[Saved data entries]
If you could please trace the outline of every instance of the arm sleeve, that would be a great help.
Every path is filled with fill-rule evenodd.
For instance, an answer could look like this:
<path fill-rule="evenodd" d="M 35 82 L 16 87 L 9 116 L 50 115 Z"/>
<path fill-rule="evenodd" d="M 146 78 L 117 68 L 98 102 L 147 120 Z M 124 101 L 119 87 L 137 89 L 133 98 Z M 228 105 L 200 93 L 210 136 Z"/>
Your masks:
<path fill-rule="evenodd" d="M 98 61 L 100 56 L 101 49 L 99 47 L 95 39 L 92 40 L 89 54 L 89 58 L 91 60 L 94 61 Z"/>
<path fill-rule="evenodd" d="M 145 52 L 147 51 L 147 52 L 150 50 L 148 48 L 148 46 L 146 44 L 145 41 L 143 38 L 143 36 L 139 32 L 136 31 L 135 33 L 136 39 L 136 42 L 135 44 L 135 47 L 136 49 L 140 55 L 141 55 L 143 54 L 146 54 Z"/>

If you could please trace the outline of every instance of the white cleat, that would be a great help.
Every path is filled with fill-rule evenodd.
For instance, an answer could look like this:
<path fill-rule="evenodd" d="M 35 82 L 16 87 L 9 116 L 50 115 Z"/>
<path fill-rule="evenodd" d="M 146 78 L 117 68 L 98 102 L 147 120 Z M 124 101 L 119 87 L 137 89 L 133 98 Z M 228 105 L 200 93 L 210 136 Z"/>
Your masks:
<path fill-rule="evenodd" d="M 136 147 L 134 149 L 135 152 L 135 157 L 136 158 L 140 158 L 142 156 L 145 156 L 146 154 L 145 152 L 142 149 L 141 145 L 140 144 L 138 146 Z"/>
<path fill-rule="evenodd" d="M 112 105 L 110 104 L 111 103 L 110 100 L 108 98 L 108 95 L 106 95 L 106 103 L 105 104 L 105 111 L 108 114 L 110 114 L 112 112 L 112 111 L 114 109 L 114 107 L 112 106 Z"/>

==

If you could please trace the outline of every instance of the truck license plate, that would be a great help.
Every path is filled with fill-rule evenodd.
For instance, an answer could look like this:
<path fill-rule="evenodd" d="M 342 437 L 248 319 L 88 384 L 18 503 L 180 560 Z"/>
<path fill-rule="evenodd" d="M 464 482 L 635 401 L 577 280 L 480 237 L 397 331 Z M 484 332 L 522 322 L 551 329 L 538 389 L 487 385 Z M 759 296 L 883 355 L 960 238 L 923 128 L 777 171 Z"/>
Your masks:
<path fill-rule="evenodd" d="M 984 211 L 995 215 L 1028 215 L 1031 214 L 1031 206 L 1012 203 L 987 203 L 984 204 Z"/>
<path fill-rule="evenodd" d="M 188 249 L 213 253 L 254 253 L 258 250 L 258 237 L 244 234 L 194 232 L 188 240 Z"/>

What is being asked.
Transcribe the lines from the one containing "sleeve, that would be a great help." through the one containing "98 61 L 100", keeping each line identical to the original.

Final result.
If you could please trace the outline of every instance of the arm sleeve, that would be a great help.
Every path is filled with fill-rule evenodd.
For instance, an answer could look like this:
<path fill-rule="evenodd" d="M 35 82 L 16 87 L 9 116 L 50 115 Z"/>
<path fill-rule="evenodd" d="M 146 78 L 117 68 L 98 102 L 147 120 Z M 124 101 L 119 87 L 137 89 L 133 98 Z M 228 105 L 200 93 L 210 136 Z"/>
Your masks:
<path fill-rule="evenodd" d="M 98 61 L 100 56 L 101 49 L 99 47 L 95 39 L 92 40 L 89 54 L 89 58 L 91 60 L 94 61 Z"/>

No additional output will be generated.